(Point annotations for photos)
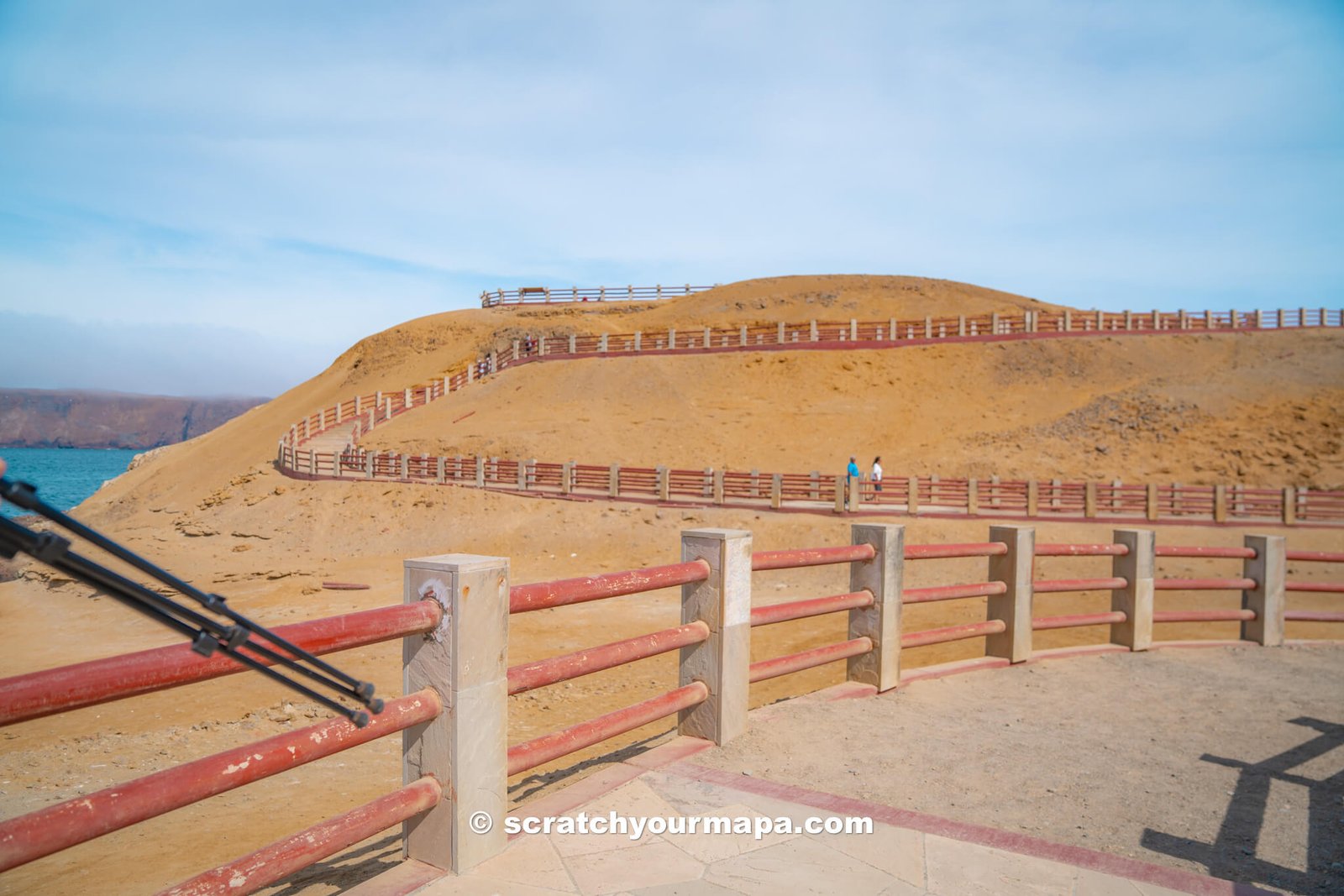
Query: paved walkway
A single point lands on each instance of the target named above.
(906, 855)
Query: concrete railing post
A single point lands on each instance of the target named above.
(465, 747)
(1014, 605)
(882, 621)
(1268, 569)
(723, 661)
(1136, 598)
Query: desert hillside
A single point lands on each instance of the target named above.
(55, 418)
(217, 511)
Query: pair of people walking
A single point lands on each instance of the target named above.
(853, 477)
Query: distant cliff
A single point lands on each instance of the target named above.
(42, 418)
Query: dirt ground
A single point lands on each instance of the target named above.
(215, 511)
(1218, 761)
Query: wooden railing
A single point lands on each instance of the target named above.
(456, 765)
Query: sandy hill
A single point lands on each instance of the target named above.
(1260, 407)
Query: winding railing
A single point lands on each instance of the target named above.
(913, 495)
(457, 642)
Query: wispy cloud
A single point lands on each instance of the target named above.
(316, 170)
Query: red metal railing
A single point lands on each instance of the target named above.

*Work to complete*
Please output each line of the listing above as a JSON list of strings, one string per line, with blank lines omitted and the pictures left out.

*Expected output*
[
  "Query: paved walkway",
  "A single point lands on each instance of the target named above.",
  "(906, 855)",
  "Query: concrete railing post",
  "A single point lands on each instance of the target named above.",
  "(465, 747)",
  "(1014, 605)",
  "(882, 621)",
  "(1268, 569)",
  "(723, 661)",
  "(1136, 598)",
  "Query: desert hillside",
  "A single point lands on each instance of the target named above.",
  "(55, 418)",
  "(217, 511)",
  "Query: pair of people walking",
  "A single point lands on each instance of the target named above.",
  "(853, 477)",
  "Query: distant cliff",
  "A single point lands on each instance of the target named above.",
  "(42, 418)",
  "Query: dirt ground",
  "A single point lands on each instance of the target named above.",
  "(215, 511)",
  "(1218, 761)",
  "Query: wooden railing",
  "A single point lands on each instance of the target named above.",
  "(456, 765)",
  "Query: sandy hill",
  "A single point lands on each instance of the target named above.",
  "(1260, 407)",
  "Query: winding railing",
  "A single point lands on each instance of the target named above.",
  "(913, 495)",
  "(457, 642)",
  "Query: wispy cloud",
  "A single point lands on each instance of the target named above.",
  "(316, 170)",
  "Query: red metal railing",
  "A single point lands on each instance of the target named above."
]